TEXT BLOCK >>

One man has vowed never to shop there — he gets his meat at the Pioneer Market dry good at 30th and Mission Market, and fresh fruits and vegetables at the Farmers Market at the foot of Bernal Hill. Another man goes once a week to the Marina Safeway. A woman told me she and her husband always drive the five minutes further to get to the Diamond Heights Safeway, where, because they never have to wait to check out there, they actually save time! These may be the only real alternatives.

But I am still mad – for me, and everyone around here who continually has this frustrating time waste wait at our store. The faces in the lines seem to say, “it’s always been like this; we’ve ALWAYS had to wait.”

So there you have it. Long lines have been a fixture at our local Safeway since even before 1972, and after 40+ years, it would seem that Safeway management still does not give a flying Fig Newton about the problem. But hey, at least they’re consistent.

In light of these facts, Bernalwood would now like to officially propse the following:

1) Let’s bulldoze this Safeway, since it so obviously suffers from intergenerational corporate indifference.

2) Let’s save that cool Taoist Safeway mosaic, for posterity, or for use in a replacement structure (see below).

SUPPLIED ENTRIES >>
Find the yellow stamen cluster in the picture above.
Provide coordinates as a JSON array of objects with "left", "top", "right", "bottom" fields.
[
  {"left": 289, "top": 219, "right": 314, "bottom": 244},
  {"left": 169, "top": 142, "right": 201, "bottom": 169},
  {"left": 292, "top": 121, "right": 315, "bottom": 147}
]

PROBLEM DESCRIPTION >> Swap "frustrating" for "maddening" in the Safeway passage, starting at "But I am still" and ending at "least they’re consistent.". The listing is not required for this work.

OUTPUT BELOW >>
But I am still mad – for me, and everyone around here who continually has this maddening time waste wait at our store. The faces in the lines seem to say, “it’s always been like this; we’ve ALWAYS had to wait.”

So there you have it. Long lines have been a fixture at our local Safeway since even before 1972, and after 40+ years, it would seem that Safeway management still does not give a flying Fig Newton about the problem. But hey, at least they’re consistent.